EXERCISE:
Would you please copy each line of the listing that mentions "surfboard"?
________________________________________
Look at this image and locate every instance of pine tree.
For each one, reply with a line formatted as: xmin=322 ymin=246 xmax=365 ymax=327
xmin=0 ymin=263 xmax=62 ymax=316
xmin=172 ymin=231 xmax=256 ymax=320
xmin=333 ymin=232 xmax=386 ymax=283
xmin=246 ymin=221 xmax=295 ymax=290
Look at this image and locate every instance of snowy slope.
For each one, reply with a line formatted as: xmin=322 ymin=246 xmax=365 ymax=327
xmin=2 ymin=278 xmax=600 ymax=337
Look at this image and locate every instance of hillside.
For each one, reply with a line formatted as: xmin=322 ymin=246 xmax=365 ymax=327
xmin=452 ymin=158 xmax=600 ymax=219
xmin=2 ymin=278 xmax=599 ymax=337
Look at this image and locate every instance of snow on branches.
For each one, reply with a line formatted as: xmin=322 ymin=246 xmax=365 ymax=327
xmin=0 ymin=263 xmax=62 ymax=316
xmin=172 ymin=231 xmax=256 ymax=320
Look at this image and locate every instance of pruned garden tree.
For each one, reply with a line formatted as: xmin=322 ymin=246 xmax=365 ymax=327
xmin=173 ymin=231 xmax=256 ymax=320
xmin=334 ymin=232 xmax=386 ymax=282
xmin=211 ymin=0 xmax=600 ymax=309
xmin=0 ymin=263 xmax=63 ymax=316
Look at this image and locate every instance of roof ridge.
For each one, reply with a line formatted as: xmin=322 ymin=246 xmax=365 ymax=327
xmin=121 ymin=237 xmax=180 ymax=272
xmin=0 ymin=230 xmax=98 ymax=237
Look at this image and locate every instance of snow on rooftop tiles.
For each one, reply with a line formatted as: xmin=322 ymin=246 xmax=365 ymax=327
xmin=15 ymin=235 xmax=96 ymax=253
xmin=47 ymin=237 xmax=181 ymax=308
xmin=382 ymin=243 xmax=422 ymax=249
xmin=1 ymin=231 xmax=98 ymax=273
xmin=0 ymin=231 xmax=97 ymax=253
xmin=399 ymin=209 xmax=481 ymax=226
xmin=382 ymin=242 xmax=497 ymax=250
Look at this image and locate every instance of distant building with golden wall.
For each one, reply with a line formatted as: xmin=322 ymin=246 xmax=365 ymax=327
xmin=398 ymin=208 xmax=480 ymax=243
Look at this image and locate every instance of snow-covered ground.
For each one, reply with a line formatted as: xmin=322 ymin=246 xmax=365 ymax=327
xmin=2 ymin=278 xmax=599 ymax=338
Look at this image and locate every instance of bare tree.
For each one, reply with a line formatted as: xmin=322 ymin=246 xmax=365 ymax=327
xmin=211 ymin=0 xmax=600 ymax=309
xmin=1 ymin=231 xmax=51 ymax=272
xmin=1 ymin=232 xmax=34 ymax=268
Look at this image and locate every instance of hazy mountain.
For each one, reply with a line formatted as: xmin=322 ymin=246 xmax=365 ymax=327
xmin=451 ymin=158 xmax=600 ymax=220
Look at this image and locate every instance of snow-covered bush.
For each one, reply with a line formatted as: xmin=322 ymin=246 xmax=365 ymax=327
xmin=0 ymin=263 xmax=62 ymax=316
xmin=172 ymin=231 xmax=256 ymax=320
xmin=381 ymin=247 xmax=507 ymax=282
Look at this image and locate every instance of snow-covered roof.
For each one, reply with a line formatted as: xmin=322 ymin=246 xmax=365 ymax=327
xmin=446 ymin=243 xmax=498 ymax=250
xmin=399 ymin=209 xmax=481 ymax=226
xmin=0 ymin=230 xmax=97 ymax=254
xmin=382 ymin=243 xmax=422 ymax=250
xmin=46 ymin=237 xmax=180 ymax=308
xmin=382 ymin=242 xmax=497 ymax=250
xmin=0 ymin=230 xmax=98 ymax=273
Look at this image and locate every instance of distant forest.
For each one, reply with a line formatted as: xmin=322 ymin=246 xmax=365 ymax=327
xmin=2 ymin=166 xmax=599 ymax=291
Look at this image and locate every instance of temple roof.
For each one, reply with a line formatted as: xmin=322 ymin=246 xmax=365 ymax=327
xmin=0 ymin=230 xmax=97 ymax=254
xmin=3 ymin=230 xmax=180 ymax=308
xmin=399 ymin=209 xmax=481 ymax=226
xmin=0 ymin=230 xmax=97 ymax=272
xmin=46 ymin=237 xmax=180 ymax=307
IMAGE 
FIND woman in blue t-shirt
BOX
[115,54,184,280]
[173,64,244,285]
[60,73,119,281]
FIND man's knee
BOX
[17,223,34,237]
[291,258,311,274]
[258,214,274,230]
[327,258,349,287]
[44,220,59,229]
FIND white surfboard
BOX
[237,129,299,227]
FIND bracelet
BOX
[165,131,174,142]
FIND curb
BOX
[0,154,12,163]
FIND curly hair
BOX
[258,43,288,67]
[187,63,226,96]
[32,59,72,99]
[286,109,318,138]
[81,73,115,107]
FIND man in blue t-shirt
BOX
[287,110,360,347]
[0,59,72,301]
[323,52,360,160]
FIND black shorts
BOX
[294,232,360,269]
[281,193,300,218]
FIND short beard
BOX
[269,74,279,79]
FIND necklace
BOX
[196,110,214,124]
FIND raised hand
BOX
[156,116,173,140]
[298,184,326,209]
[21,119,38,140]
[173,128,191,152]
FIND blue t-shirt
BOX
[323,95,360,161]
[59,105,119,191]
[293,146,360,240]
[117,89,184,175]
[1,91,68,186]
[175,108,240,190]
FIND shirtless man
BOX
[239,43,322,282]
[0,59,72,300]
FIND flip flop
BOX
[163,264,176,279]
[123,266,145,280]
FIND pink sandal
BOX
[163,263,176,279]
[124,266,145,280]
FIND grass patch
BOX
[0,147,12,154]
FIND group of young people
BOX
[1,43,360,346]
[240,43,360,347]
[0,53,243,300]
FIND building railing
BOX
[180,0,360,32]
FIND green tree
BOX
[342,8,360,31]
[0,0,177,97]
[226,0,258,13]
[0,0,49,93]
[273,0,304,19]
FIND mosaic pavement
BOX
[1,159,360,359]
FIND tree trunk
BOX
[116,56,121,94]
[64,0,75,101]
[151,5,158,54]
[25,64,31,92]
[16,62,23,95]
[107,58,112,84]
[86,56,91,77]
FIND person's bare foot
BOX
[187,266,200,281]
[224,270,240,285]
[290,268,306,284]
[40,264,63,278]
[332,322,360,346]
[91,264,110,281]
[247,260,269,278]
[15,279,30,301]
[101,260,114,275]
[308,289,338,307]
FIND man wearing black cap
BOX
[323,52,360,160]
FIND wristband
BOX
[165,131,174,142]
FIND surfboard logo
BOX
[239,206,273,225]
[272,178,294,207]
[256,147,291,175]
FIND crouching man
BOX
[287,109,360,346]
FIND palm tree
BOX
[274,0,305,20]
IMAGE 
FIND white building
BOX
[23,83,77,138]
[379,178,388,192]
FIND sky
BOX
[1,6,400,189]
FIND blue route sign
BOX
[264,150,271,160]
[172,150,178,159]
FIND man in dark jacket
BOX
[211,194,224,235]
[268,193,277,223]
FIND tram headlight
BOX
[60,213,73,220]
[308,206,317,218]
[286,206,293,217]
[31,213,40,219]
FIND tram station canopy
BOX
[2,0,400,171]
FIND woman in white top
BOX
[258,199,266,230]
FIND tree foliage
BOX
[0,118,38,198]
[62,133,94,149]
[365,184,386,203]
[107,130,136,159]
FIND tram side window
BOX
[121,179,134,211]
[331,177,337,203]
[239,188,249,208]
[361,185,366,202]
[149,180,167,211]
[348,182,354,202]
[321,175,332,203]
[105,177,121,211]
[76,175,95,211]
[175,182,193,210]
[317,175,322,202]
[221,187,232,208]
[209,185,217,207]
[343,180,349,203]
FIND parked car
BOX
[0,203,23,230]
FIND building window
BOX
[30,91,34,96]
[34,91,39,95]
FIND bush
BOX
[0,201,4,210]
________________________________________
EXERCISE RESPONSE:
FIND white surfboard
FIND surfboard logo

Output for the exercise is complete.